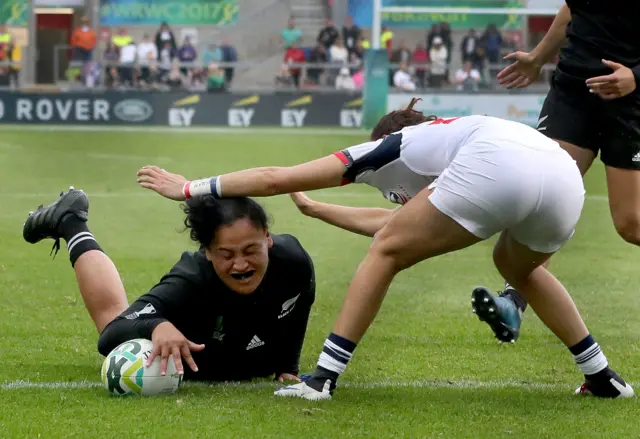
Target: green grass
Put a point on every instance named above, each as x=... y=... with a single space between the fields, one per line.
x=427 y=368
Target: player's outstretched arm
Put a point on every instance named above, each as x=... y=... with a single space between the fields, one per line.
x=360 y=220
x=257 y=182
x=526 y=66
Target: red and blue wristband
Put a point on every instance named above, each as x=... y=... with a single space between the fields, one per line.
x=206 y=186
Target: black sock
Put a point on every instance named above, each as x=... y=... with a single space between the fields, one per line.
x=336 y=353
x=510 y=293
x=589 y=357
x=76 y=233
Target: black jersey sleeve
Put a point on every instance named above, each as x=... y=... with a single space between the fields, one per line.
x=293 y=331
x=173 y=294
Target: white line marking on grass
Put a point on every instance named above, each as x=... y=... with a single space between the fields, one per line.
x=320 y=193
x=418 y=384
x=191 y=130
x=136 y=158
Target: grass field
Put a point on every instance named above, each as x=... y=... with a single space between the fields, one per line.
x=427 y=368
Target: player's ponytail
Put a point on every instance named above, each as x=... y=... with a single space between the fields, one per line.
x=206 y=214
x=396 y=120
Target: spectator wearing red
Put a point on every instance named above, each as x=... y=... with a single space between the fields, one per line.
x=294 y=55
x=420 y=57
x=83 y=41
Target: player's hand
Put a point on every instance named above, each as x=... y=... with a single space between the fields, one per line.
x=616 y=85
x=165 y=183
x=168 y=341
x=303 y=202
x=522 y=72
x=287 y=377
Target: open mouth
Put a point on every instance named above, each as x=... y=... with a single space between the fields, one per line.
x=243 y=276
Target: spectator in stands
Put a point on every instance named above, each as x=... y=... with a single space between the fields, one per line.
x=175 y=81
x=167 y=55
x=164 y=36
x=83 y=41
x=420 y=58
x=492 y=42
x=356 y=56
x=386 y=39
x=344 y=81
x=435 y=32
x=147 y=53
x=291 y=34
x=127 y=63
x=351 y=34
x=122 y=38
x=294 y=55
x=468 y=47
x=328 y=34
x=467 y=78
x=110 y=58
x=229 y=54
x=338 y=54
x=318 y=56
x=215 y=78
x=438 y=58
x=402 y=78
x=402 y=54
x=187 y=54
x=211 y=54
x=358 y=78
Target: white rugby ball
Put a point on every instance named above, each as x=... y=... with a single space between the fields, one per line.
x=124 y=372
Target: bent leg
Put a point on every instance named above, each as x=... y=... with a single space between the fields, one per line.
x=523 y=269
x=101 y=287
x=416 y=232
x=624 y=202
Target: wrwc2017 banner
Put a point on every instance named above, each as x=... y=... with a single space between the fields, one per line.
x=362 y=13
x=174 y=12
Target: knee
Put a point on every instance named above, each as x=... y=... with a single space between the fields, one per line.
x=628 y=227
x=386 y=246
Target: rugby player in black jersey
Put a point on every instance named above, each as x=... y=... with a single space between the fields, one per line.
x=235 y=309
x=593 y=107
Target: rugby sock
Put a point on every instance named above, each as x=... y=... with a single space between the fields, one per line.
x=589 y=356
x=510 y=293
x=76 y=233
x=336 y=353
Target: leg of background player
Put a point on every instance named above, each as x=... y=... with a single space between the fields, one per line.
x=584 y=159
x=100 y=287
x=624 y=202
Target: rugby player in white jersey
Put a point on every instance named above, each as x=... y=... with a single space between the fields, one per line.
x=460 y=182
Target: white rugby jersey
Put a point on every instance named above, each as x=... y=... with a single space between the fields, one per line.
x=404 y=163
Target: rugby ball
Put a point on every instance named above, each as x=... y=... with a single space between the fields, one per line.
x=124 y=372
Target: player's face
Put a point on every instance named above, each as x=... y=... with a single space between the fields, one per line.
x=240 y=255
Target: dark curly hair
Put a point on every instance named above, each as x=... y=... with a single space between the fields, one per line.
x=396 y=120
x=206 y=214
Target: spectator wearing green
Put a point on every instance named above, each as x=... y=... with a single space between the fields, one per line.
x=122 y=38
x=291 y=34
x=211 y=54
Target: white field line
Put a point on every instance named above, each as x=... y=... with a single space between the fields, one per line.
x=190 y=130
x=336 y=194
x=417 y=384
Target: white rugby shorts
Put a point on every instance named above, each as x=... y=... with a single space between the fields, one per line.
x=536 y=194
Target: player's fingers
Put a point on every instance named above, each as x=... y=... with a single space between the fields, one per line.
x=507 y=71
x=177 y=359
x=608 y=79
x=195 y=347
x=154 y=353
x=164 y=357
x=510 y=77
x=153 y=187
x=186 y=354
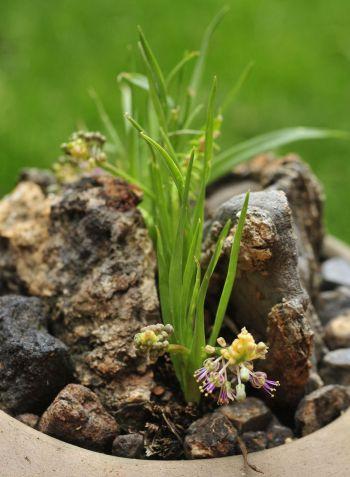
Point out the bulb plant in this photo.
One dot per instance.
(169, 149)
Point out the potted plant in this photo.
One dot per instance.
(77, 258)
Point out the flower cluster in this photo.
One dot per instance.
(232, 367)
(82, 153)
(153, 340)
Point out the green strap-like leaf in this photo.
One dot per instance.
(224, 162)
(231, 274)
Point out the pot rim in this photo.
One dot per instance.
(26, 452)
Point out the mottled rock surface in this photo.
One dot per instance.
(87, 251)
(305, 198)
(248, 415)
(337, 332)
(268, 296)
(211, 436)
(77, 416)
(335, 367)
(321, 407)
(277, 434)
(332, 303)
(34, 366)
(336, 271)
(28, 419)
(129, 445)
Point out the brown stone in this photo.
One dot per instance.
(321, 407)
(87, 250)
(248, 415)
(77, 416)
(268, 296)
(211, 436)
(254, 440)
(28, 419)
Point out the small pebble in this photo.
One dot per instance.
(337, 332)
(320, 408)
(252, 414)
(211, 436)
(130, 445)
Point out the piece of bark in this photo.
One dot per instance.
(305, 197)
(268, 297)
(87, 251)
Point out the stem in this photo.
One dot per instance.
(176, 348)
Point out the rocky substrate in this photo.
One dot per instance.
(78, 280)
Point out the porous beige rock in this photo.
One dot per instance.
(86, 250)
(77, 416)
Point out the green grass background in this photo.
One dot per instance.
(51, 53)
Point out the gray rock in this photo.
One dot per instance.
(336, 271)
(129, 445)
(35, 366)
(254, 440)
(87, 250)
(28, 419)
(335, 367)
(332, 303)
(268, 297)
(77, 416)
(337, 332)
(277, 434)
(320, 408)
(252, 414)
(211, 436)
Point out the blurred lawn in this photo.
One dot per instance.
(51, 53)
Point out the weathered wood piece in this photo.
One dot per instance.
(268, 296)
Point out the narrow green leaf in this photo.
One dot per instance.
(243, 151)
(231, 274)
(198, 70)
(111, 130)
(173, 168)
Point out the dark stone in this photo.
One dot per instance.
(211, 436)
(320, 408)
(335, 272)
(277, 434)
(77, 416)
(34, 366)
(129, 445)
(332, 303)
(254, 440)
(315, 382)
(87, 250)
(28, 419)
(335, 367)
(337, 331)
(248, 415)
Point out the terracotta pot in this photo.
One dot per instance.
(25, 452)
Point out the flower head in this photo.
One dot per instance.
(153, 340)
(231, 367)
(82, 153)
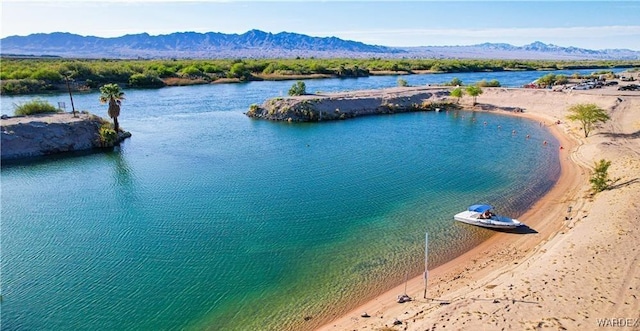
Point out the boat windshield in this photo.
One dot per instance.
(480, 208)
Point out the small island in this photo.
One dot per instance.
(53, 133)
(343, 105)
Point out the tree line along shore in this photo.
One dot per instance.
(29, 75)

**Goal of the exercise**
The expected answer is the data retyped exactly, without pictures.

**Written answer**
Target: green grass
Put a point on every instance named above, each as x=... y=... with a single space between the fields, one per line.
x=427 y=368
Target: player's outstretched arm
Put a point on every instance named above, each as x=... y=... with a single space between the fields, one per line.
x=360 y=220
x=257 y=182
x=526 y=66
Target: red and blue wristband
Put a point on every instance named above, each as x=... y=... with a single space between the fields, one per line.
x=206 y=186
Target: black sock
Put a point on every instance named above, each as x=... y=... with a single space between the fields, one per line.
x=336 y=353
x=510 y=293
x=589 y=357
x=76 y=233
Target: black jersey sleeve
Put a point on every instance named above, each as x=... y=... with a single space between the fields, one per line.
x=293 y=331
x=173 y=294
Target: white line marking on grass
Put a point on every instance named above, each as x=... y=... with a single space between the fields, one per line.
x=320 y=193
x=418 y=384
x=191 y=130
x=136 y=158
Target: grass field
Put a point on every instance named above, each as x=... y=... with a single space between the fields, one per line.
x=427 y=368
Target: player's ponytail
Put a point on every instance named above, each as x=... y=... with a single space between the fields, one per line.
x=206 y=214
x=396 y=120
Target: spectator wearing red
Put a point on every instance named above, each as x=... y=... with a single space between the fields, one per line.
x=294 y=55
x=420 y=57
x=83 y=41
Target: player's hand
Put a point on every instance named above, each as x=... y=... with a single space between the fields, one per line.
x=616 y=85
x=165 y=183
x=168 y=341
x=303 y=202
x=522 y=72
x=287 y=377
Target: open mouth
Put a point on every instance named above, each as x=... y=... with a single space between the fields, one per line.
x=243 y=276
Target: spectator in stands
Put a point on every instance named above, each as x=... y=... with a single space between the fields, one per line.
x=175 y=81
x=167 y=55
x=164 y=36
x=83 y=41
x=420 y=58
x=492 y=42
x=356 y=56
x=386 y=39
x=344 y=81
x=435 y=32
x=147 y=53
x=291 y=34
x=127 y=63
x=351 y=34
x=122 y=38
x=294 y=55
x=468 y=47
x=328 y=34
x=467 y=78
x=110 y=58
x=229 y=54
x=338 y=54
x=318 y=56
x=215 y=78
x=438 y=58
x=402 y=78
x=402 y=54
x=187 y=54
x=211 y=54
x=358 y=78
Target: white rugby ball
Put a point on every instance named above, each as x=... y=... with a single space between the fields, one per line.
x=124 y=372
Target: bent leg
Put a point on every instance named above, each as x=... y=... with a single space between the fields, one per line.
x=523 y=269
x=101 y=287
x=416 y=232
x=624 y=202
Target: wrwc2017 banner
Put a point on every instance named above, each as x=... y=... with a single space between the fields, one per line.
x=362 y=13
x=174 y=12
Target: knee
Put a point on every instance named above, each as x=... y=... with a single space between the fields, one per line.
x=628 y=227
x=386 y=246
Target: rugby player in black jersey
Put a point on every instance named above, each as x=... y=... with a single space between the fields, one per line.
x=235 y=309
x=593 y=107
Target: rugby sock
Put a point on every instance named above, each as x=... y=... with a single space between the fields, one per line.
x=589 y=356
x=510 y=293
x=76 y=233
x=336 y=353
Target: leg of background player
Put a point on every instance named above, each as x=... y=... with a single space between the fields, one per line.
x=584 y=159
x=100 y=287
x=624 y=202
Target: rugby player in white jersey
Put a point on every instance named above, each as x=... y=... with a single space between the fields, one per line.
x=460 y=182
Target: white rugby jersey
Put a point on every instance named above, each as x=... y=... with a single space between the fields, one per line.
x=404 y=163
Target: rugby ball
Put a point on every instance named above, each as x=... y=... with a single space between the fields, one per line.
x=124 y=372
Target: player's face
Put a point on every instance named above, each as x=... y=... with a single space between the fields, one per line.
x=240 y=255
Target: dark curly hair
Put a point on every instance named above, each as x=... y=... with a single space between the fields, one per line.
x=396 y=120
x=206 y=214
Target: spectator wearing green
Put a point on every instance named above, each as x=... y=... with a single space between the fields, one per line.
x=122 y=38
x=291 y=34
x=211 y=54
Target: white field line
Put a point on every instance named above, each as x=... y=... with a single space between the fields, one per line.
x=190 y=130
x=336 y=194
x=417 y=384
Target: white rugby shorts
Put a point on every instance named above, each as x=... y=... with a single space between the fields, one per line.
x=536 y=194
Target: player's fingers
Put a point on every instance named above, each as x=... y=... with a single space between the fields, one per line.
x=507 y=71
x=177 y=359
x=608 y=79
x=195 y=347
x=154 y=353
x=164 y=357
x=510 y=77
x=153 y=187
x=186 y=354
Point out the bulb plant in this photo.
One dot per instance.
(169, 149)
Point out the potted plant in this photo.
One dot per instance.
(77, 258)
Point out the flower cluster in this photo.
One dot per instance.
(232, 367)
(82, 153)
(153, 340)
Point out the green strap-like leaf in this photo.
One dot per instance.
(224, 162)
(231, 274)
Point out the pot rim in this photo.
One dot per instance.
(26, 452)
Point out the mottled rock surface in this photo.
One dot per instance.
(87, 251)
(305, 198)
(248, 415)
(337, 332)
(268, 296)
(211, 436)
(77, 416)
(335, 367)
(321, 407)
(277, 434)
(332, 303)
(34, 366)
(336, 271)
(28, 419)
(129, 445)
Point out the brown stone in this photo.
One dot per instance.
(321, 407)
(87, 250)
(248, 415)
(77, 416)
(268, 296)
(211, 436)
(254, 440)
(28, 419)
Point out the small pebble in this photo.
One dot per instance.
(337, 332)
(320, 408)
(252, 414)
(211, 436)
(130, 445)
Point out the piece of bark in this photo.
One dot per instance.
(305, 197)
(268, 297)
(87, 251)
Point out the stem in this photo.
One dot per instance.
(176, 348)
Point out the rocky substrate in this photo.
One dot per instance.
(78, 280)
Point out the porous beige rock in this photo.
One dot per instance.
(86, 250)
(77, 416)
Point out the green grass background in this photo.
One dot per instance.
(51, 53)
Point out the gray rock in this photo.
One dot per instance.
(336, 271)
(129, 445)
(35, 366)
(254, 440)
(87, 250)
(28, 419)
(335, 367)
(332, 303)
(268, 297)
(77, 416)
(337, 332)
(277, 434)
(320, 408)
(252, 414)
(211, 436)
Point out the blurred lawn in this photo.
One dot per instance.
(51, 53)
Point out the weathered wood piece in this photo.
One dot per instance.
(268, 296)
Point out the narrow green leaf in this photo.
One dot per instance.
(243, 151)
(231, 274)
(198, 70)
(111, 130)
(173, 168)
Point out the dark stone in this photo.
One dot per instance.
(211, 436)
(320, 408)
(335, 272)
(277, 434)
(77, 416)
(34, 366)
(129, 445)
(332, 303)
(254, 440)
(315, 382)
(87, 250)
(28, 419)
(335, 367)
(337, 331)
(248, 415)
Point out the terracotta pot in this photo.
One dot per instance.
(25, 452)
Point out the flower head in this photo.
One dot per instance.
(153, 340)
(231, 367)
(82, 153)
Point out the boat windshield in this photo.
One dot per instance.
(480, 208)
Point out the small island in this photo.
One dot per instance.
(53, 133)
(343, 105)
Point out the tree line along shore in this photo.
One dot per instance.
(29, 75)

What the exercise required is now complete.